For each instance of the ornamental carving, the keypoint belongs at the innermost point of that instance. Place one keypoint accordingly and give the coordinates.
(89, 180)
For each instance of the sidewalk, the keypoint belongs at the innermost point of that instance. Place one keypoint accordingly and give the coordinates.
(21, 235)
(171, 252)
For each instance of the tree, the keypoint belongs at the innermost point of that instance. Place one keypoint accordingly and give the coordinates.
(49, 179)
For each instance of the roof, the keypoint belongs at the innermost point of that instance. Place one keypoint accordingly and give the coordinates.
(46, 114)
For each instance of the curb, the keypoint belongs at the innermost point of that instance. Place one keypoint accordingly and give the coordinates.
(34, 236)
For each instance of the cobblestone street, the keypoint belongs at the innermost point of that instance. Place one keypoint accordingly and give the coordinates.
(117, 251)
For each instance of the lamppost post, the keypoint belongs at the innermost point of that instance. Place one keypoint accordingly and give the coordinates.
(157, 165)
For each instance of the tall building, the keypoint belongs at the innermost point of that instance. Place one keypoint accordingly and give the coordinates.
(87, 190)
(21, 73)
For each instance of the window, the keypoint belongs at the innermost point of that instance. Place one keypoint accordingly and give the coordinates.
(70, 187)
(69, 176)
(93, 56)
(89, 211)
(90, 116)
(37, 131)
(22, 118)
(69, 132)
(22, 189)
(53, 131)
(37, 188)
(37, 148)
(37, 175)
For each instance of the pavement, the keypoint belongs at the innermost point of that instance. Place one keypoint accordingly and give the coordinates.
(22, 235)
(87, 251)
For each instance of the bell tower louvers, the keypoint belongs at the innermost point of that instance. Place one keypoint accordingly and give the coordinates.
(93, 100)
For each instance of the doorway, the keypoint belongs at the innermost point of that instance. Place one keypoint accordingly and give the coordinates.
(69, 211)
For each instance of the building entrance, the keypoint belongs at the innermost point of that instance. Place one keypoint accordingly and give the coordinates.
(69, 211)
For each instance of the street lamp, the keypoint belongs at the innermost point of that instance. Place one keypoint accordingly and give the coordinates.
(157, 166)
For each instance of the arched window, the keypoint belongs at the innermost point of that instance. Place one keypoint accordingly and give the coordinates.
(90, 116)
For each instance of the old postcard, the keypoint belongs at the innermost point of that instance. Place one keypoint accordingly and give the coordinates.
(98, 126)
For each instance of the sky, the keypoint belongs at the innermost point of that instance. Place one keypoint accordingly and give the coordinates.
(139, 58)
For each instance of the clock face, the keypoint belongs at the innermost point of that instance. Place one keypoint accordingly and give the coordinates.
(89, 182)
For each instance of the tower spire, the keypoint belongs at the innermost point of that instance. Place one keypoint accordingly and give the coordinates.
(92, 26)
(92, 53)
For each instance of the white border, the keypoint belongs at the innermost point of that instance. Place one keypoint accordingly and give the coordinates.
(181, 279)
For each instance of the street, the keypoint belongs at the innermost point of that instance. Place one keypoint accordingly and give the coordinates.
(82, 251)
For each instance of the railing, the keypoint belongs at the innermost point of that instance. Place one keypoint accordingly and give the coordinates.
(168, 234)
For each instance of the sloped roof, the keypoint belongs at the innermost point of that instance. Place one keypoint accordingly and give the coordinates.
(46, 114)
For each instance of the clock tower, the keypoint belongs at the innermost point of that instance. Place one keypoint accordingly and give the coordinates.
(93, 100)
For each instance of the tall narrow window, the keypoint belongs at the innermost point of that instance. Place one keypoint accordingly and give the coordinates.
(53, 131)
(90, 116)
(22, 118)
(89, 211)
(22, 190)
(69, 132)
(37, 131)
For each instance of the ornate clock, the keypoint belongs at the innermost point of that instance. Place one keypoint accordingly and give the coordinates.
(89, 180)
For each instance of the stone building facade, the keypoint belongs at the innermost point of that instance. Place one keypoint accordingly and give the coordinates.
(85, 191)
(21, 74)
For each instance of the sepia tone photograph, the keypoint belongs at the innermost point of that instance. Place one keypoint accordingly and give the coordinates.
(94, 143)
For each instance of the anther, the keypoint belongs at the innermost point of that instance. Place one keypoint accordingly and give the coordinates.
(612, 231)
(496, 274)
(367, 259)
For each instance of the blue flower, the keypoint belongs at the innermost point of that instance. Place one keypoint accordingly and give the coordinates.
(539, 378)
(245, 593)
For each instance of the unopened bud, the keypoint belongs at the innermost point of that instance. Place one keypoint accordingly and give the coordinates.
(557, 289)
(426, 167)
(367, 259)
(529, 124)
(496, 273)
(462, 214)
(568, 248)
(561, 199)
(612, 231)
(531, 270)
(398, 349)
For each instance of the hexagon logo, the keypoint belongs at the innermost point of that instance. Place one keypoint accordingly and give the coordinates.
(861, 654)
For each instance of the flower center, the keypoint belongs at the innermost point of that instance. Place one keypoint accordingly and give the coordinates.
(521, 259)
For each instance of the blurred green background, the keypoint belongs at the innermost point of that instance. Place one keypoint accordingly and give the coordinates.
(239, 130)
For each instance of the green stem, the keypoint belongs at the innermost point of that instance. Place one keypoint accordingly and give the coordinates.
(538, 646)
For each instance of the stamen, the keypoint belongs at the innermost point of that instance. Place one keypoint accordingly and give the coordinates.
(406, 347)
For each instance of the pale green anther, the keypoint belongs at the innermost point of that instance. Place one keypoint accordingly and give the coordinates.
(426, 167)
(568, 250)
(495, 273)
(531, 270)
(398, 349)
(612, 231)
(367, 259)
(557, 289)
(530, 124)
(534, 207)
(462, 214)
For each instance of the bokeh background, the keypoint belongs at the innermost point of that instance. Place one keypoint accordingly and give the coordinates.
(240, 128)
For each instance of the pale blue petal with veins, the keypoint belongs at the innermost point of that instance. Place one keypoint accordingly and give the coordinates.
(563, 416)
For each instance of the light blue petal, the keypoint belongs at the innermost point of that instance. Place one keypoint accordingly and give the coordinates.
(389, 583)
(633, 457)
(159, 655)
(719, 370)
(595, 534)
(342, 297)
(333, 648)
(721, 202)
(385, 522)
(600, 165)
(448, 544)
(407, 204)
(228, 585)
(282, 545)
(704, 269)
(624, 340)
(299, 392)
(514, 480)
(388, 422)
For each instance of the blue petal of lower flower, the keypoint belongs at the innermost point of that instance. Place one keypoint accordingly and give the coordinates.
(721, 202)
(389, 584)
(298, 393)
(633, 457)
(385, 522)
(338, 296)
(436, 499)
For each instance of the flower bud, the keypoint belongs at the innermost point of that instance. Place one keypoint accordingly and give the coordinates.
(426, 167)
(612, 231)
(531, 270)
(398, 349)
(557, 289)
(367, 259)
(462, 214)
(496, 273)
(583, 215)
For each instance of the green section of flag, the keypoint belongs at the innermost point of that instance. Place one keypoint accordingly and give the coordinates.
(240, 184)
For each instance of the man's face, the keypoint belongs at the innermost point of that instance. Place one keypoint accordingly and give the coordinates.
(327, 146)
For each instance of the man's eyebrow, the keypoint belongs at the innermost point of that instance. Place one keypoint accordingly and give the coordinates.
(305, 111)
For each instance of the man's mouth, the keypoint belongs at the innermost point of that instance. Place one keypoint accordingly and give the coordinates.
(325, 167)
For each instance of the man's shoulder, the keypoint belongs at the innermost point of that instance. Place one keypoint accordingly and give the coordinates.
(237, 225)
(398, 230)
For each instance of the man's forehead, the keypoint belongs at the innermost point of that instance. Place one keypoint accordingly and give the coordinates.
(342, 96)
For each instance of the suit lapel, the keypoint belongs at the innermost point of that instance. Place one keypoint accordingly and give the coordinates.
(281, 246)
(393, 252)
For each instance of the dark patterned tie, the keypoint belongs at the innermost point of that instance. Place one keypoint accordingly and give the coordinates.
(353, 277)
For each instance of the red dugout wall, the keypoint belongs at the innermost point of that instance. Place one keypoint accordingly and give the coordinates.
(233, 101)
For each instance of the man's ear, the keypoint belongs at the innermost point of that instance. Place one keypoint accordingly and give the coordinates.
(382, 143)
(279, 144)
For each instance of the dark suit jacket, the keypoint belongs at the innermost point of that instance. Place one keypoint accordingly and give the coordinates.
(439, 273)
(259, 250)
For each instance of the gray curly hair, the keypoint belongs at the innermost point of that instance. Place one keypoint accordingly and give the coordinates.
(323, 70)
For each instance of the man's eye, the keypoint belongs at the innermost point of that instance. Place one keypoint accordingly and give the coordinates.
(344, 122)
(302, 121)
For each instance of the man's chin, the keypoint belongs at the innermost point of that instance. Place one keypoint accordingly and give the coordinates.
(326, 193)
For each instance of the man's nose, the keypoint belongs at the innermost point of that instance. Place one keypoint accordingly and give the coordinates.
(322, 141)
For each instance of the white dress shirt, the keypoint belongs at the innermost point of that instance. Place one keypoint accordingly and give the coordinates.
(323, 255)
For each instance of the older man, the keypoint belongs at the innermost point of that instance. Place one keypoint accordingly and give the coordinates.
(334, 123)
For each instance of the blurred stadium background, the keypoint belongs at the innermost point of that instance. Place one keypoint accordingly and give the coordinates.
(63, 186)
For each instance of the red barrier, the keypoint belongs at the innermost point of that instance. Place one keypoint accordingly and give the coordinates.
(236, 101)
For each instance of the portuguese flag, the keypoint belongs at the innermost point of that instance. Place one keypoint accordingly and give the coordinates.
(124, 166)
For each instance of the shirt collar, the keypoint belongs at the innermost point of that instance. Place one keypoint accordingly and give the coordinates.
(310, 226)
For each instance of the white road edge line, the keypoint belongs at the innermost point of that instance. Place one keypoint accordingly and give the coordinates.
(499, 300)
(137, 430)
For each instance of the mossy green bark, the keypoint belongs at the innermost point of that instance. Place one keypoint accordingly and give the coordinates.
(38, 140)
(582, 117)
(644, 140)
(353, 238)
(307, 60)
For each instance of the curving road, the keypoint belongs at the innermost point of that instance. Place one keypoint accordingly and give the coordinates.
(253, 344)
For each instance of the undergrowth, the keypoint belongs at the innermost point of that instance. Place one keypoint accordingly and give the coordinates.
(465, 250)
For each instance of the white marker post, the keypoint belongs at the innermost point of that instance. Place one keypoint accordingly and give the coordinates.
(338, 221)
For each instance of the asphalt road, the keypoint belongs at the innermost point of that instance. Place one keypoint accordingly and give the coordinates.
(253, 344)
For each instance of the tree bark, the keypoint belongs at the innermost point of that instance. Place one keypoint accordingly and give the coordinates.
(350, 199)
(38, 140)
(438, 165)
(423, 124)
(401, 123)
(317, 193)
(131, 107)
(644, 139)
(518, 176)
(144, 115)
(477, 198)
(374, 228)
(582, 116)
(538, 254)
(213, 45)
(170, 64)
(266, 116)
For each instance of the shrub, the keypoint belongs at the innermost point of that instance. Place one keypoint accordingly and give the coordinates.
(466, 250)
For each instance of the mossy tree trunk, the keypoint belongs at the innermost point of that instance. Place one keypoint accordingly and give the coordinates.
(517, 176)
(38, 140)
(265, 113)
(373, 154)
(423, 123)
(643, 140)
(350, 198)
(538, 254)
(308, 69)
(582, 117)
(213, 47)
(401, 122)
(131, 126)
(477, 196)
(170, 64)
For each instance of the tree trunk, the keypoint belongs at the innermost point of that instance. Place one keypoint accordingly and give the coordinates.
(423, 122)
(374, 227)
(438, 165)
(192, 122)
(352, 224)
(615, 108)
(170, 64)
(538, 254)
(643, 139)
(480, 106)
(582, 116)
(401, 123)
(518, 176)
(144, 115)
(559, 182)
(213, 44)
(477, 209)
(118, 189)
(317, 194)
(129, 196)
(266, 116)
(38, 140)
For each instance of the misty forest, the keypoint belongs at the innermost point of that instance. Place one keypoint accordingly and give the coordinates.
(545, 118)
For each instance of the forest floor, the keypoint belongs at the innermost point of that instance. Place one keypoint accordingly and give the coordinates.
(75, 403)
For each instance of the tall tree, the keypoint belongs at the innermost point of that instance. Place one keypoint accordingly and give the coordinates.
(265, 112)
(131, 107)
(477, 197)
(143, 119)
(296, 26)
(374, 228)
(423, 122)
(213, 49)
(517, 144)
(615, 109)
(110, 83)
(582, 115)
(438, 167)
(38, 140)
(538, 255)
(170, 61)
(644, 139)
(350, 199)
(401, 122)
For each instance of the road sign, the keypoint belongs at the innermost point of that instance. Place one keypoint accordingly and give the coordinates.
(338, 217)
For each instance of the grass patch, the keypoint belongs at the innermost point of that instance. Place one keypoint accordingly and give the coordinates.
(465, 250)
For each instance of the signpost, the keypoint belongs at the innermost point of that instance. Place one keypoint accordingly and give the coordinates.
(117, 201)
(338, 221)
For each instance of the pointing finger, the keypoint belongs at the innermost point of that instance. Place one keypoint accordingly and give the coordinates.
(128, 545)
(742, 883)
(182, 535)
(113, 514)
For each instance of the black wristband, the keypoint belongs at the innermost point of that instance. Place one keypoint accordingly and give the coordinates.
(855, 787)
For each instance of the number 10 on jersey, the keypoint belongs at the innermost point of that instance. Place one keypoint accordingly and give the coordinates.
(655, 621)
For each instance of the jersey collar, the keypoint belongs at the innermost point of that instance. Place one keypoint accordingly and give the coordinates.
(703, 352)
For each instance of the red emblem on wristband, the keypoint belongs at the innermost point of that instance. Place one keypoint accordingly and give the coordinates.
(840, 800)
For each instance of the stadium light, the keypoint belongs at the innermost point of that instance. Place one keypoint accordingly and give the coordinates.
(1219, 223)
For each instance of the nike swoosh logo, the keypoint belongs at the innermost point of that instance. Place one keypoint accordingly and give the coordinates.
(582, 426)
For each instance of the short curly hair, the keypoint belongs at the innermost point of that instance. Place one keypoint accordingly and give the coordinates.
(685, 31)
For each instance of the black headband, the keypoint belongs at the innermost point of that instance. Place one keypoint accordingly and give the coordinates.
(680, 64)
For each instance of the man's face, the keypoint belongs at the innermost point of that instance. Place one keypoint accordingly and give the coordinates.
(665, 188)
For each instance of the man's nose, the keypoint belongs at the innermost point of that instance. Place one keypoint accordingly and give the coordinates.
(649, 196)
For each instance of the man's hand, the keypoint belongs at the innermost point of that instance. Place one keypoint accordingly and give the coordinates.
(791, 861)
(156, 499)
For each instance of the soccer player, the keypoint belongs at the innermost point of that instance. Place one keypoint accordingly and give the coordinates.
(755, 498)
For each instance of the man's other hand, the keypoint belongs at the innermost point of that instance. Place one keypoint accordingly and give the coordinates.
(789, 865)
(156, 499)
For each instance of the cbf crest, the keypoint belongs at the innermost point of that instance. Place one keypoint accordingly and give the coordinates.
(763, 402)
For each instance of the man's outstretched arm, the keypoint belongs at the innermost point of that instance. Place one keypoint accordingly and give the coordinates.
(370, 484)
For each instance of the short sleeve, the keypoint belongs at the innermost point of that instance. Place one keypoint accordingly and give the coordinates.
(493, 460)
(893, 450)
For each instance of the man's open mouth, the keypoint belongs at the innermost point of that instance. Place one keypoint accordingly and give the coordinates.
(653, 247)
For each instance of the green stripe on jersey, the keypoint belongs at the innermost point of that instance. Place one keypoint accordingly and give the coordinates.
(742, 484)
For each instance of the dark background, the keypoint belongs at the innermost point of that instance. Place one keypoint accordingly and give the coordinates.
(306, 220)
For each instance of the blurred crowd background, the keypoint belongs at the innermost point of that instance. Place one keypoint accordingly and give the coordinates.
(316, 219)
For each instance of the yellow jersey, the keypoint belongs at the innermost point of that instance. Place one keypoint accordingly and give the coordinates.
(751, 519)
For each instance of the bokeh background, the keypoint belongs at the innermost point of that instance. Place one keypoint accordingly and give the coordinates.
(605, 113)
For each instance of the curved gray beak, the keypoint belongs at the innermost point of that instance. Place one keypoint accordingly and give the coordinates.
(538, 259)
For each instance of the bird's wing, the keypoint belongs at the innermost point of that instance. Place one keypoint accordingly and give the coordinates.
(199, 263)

■ **TASK DETAILS**: What you copy out must be exactly the lines from the line containing "For each instance of the blurred crowd" through the end of the records.

■ **RESPONSE TO THIS TASK**:
For each instance of the blurred crowd background, the keypoint belongs at the innermost point of that instance. Place one keypoint accordingly and give the coordinates.
(316, 219)
For each instance of the yellow jersey, the keypoint belongs at the innermost point of that instance. Place one keypoint accordingly and give the coordinates.
(751, 519)
For each instance of the bokeh background, the keypoint belongs at the innermost point of that instance. Place one keypoint accordingly and give the coordinates.
(605, 113)
For each instance of the curved gray beak, the keypoint belongs at the innermost point of that instance. Place one keypoint accordingly and give the coordinates.
(538, 259)
For each instance of the bird's wing, the keypoint belongs at the innermost point of that instance. Place one keypoint accordingly and give the coordinates.
(199, 263)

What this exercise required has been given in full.